***** The data

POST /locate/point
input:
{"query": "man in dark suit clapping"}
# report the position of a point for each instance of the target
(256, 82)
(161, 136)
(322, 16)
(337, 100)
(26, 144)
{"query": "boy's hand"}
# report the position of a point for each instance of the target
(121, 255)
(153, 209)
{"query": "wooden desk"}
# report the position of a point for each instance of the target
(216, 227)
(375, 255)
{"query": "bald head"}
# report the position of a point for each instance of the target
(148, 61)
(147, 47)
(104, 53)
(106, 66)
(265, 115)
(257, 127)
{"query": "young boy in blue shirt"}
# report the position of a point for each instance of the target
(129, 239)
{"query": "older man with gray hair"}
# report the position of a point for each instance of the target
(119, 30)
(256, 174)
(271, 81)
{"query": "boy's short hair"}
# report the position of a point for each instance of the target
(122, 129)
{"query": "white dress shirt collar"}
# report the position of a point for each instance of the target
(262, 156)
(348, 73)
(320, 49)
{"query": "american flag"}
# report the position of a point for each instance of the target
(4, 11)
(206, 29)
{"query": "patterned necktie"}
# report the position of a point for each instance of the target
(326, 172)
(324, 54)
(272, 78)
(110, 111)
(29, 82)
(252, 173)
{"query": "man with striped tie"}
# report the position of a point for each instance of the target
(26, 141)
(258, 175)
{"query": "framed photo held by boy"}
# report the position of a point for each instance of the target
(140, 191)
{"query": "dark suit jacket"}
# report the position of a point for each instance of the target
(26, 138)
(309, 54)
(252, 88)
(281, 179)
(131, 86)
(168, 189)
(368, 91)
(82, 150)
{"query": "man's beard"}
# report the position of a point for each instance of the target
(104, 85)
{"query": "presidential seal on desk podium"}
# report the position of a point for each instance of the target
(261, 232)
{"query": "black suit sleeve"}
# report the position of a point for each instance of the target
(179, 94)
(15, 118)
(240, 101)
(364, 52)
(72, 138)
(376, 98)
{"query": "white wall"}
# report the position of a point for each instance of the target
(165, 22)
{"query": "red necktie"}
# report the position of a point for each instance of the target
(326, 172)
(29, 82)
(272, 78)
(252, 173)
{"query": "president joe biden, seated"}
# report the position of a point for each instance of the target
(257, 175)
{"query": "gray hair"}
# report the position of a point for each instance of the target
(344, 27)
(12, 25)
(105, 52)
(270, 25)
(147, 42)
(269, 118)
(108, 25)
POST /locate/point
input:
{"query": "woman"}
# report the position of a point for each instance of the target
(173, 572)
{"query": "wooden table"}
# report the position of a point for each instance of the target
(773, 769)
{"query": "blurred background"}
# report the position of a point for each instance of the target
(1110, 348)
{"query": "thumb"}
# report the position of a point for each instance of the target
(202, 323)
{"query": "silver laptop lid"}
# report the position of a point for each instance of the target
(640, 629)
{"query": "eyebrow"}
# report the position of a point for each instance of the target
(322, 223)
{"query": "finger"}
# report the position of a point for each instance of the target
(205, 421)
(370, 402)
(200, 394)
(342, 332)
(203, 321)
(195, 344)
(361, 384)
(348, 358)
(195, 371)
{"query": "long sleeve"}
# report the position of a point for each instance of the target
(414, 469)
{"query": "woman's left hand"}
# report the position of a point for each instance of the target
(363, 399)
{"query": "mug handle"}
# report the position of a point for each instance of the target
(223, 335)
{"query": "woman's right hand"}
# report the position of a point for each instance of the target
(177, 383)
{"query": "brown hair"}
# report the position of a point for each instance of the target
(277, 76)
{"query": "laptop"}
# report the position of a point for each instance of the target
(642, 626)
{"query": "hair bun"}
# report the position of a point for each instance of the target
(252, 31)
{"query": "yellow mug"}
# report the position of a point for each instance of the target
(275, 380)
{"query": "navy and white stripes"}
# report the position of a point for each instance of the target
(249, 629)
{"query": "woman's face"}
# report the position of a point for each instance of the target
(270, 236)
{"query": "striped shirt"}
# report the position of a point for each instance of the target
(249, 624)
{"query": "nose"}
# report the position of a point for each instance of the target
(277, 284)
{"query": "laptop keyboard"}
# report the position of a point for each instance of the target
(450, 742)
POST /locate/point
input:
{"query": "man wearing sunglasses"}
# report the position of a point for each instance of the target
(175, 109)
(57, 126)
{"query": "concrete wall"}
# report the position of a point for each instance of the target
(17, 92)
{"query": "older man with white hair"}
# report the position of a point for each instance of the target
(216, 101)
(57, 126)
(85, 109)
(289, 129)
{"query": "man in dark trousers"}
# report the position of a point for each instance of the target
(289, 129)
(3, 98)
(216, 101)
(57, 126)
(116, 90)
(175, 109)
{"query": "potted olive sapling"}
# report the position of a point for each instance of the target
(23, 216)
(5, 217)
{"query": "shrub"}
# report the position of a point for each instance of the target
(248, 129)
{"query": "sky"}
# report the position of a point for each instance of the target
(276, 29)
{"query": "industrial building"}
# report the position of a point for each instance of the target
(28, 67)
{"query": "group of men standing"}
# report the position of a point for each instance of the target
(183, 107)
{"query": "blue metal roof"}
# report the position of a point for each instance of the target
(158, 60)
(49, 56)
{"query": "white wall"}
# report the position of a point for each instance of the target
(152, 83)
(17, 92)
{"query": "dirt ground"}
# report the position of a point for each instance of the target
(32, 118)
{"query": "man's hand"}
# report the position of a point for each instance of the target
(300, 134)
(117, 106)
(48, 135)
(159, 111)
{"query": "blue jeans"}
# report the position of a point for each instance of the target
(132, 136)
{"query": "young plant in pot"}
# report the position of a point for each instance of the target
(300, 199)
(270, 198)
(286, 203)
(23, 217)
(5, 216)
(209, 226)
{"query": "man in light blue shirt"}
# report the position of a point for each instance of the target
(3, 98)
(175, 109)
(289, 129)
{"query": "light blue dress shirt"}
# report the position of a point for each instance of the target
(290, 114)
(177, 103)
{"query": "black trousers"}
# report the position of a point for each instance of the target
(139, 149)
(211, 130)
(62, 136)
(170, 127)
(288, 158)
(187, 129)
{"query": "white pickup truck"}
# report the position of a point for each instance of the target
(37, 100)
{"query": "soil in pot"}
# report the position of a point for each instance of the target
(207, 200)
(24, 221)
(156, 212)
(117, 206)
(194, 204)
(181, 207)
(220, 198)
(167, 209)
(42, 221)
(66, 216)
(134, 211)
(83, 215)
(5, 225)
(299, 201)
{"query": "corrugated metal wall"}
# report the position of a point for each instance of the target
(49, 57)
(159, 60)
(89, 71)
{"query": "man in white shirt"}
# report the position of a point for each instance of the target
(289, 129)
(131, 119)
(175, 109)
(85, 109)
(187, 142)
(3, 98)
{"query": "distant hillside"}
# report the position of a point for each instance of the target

**********

# Exercise directions
With both ends included, please retype exactly the lines from the line containing "in light blue" to the final line of the data.

# Exercise solution
{"query": "man in light blue shirt"}
# report the position of a point for each instance of the target
(3, 98)
(175, 109)
(289, 129)
{"query": "light blue dress shirt"}
# report the position of a point for each instance of the target
(290, 114)
(177, 103)
{"query": "black trousers"}
# report the position of a point for each instance of the target
(139, 149)
(211, 130)
(62, 136)
(170, 127)
(288, 158)
(187, 129)
{"query": "white pickup truck"}
# report the position of a point for each instance of the target
(37, 100)
{"query": "soil in pot"}
# report the position of a point for each instance of the target
(207, 200)
(24, 221)
(156, 212)
(117, 206)
(194, 204)
(181, 207)
(220, 198)
(167, 209)
(42, 221)
(66, 216)
(134, 211)
(83, 215)
(5, 225)
(299, 201)
{"query": "corrugated metal wall"}
# report the position of a point for each instance of the target
(49, 57)
(159, 60)
(89, 71)
{"query": "man in white shirt"}
# report the position of a point for each instance of the target
(289, 129)
(131, 119)
(175, 109)
(85, 109)
(187, 142)
(3, 98)
{"query": "distant hillside"}
# report the position of a point for each instance of the target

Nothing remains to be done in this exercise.